- _What you are asked to do_:
Extract each line of the listing below that contains the word "parts". Case counts, so a match must have the same uppercase and lowercase letters.

- _Recorded data_:
Start

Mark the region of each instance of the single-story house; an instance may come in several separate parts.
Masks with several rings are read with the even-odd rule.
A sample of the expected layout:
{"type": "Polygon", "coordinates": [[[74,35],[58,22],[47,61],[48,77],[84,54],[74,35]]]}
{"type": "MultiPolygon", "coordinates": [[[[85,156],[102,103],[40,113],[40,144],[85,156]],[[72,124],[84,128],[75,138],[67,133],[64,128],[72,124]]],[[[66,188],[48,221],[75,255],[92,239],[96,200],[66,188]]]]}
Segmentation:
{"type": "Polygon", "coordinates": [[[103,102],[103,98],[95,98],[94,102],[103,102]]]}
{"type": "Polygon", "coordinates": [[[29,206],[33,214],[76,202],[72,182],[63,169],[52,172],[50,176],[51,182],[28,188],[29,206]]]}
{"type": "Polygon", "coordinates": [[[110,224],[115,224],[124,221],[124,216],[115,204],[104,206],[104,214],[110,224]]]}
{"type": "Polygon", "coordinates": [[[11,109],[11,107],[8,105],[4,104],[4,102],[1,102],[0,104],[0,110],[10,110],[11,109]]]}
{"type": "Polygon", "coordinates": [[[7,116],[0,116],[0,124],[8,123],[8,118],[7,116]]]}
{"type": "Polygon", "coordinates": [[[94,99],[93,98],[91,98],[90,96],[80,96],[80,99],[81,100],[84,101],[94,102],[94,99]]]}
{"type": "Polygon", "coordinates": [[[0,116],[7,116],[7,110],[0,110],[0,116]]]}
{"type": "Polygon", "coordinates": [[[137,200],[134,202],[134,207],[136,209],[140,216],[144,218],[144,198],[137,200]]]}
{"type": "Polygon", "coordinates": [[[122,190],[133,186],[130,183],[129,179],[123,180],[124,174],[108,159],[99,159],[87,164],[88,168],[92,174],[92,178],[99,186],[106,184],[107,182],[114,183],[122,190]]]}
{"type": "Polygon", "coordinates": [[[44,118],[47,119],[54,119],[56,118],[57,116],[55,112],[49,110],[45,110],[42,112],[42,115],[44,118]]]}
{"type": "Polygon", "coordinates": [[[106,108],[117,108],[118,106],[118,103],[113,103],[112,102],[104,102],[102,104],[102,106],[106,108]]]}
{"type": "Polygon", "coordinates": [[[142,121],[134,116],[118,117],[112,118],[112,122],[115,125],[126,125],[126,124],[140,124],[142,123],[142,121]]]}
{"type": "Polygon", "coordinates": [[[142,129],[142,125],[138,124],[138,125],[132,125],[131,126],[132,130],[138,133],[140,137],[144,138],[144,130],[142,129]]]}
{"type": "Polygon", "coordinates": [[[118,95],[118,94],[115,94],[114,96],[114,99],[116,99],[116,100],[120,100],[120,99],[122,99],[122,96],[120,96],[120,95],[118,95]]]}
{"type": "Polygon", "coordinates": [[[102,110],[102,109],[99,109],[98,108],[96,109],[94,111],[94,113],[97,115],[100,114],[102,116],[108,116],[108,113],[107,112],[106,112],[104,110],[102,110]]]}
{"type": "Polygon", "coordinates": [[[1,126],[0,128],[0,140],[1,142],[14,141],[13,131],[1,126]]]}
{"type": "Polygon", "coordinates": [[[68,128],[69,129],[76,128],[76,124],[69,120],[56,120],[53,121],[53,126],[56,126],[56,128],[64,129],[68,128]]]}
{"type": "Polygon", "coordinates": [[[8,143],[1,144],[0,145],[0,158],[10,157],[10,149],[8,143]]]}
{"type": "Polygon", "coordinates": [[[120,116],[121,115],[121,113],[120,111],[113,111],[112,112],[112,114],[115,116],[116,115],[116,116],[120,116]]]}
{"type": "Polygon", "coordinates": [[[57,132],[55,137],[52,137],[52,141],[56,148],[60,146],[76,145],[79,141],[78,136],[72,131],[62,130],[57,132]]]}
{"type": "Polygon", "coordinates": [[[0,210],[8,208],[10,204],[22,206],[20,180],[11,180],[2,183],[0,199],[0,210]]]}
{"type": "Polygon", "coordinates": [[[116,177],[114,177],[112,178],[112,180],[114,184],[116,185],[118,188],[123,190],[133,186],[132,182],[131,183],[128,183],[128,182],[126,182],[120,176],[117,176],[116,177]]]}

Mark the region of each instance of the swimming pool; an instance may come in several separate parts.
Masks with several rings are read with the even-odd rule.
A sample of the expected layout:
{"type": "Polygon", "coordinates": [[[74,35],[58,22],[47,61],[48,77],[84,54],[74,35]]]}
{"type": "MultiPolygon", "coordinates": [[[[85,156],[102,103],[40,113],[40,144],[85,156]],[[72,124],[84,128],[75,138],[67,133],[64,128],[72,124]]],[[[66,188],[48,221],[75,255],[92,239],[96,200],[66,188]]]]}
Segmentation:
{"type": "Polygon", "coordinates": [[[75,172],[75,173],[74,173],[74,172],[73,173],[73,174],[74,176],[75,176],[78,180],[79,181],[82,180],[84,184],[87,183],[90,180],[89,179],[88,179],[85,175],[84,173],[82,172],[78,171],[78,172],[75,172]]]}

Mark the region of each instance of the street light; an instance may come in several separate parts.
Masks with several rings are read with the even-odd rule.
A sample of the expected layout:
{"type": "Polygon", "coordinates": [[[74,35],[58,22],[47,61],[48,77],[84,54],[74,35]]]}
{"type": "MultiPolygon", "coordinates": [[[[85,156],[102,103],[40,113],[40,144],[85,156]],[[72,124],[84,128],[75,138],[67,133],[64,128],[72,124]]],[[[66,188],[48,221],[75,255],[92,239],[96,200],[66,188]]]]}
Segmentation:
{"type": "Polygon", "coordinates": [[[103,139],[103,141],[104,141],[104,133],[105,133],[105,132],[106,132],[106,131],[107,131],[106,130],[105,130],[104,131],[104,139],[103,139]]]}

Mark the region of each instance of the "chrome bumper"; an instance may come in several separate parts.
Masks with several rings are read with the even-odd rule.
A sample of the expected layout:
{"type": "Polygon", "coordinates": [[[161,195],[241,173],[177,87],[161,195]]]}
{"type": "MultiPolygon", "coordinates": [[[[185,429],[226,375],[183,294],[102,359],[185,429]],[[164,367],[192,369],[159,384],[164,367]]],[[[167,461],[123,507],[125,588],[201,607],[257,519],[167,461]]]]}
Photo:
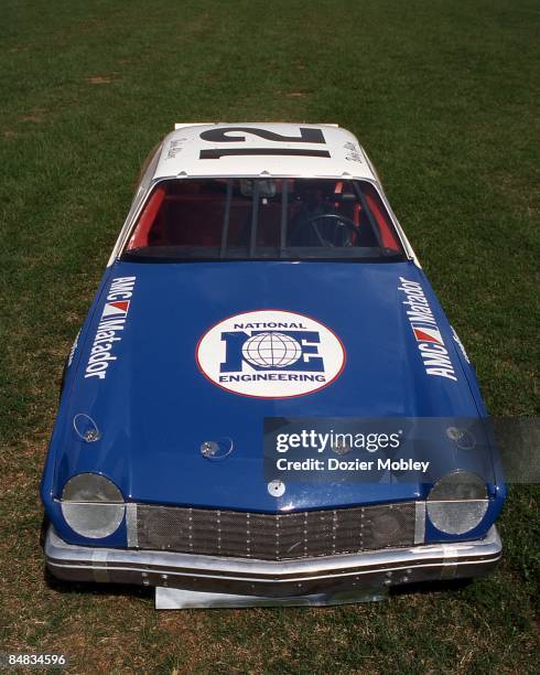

End

- _Task output_:
Mark the region of each instance of the single-story house; an instance may come in several separate parts.
Mark the region of each instance of the swimming pool; an instance may come in several separate parts.
Mark the region of each instance of the street light; an instance may come in several separate parts.
Mark the region of each instance of the "chrome bumper"; an instance may come in several separate parts.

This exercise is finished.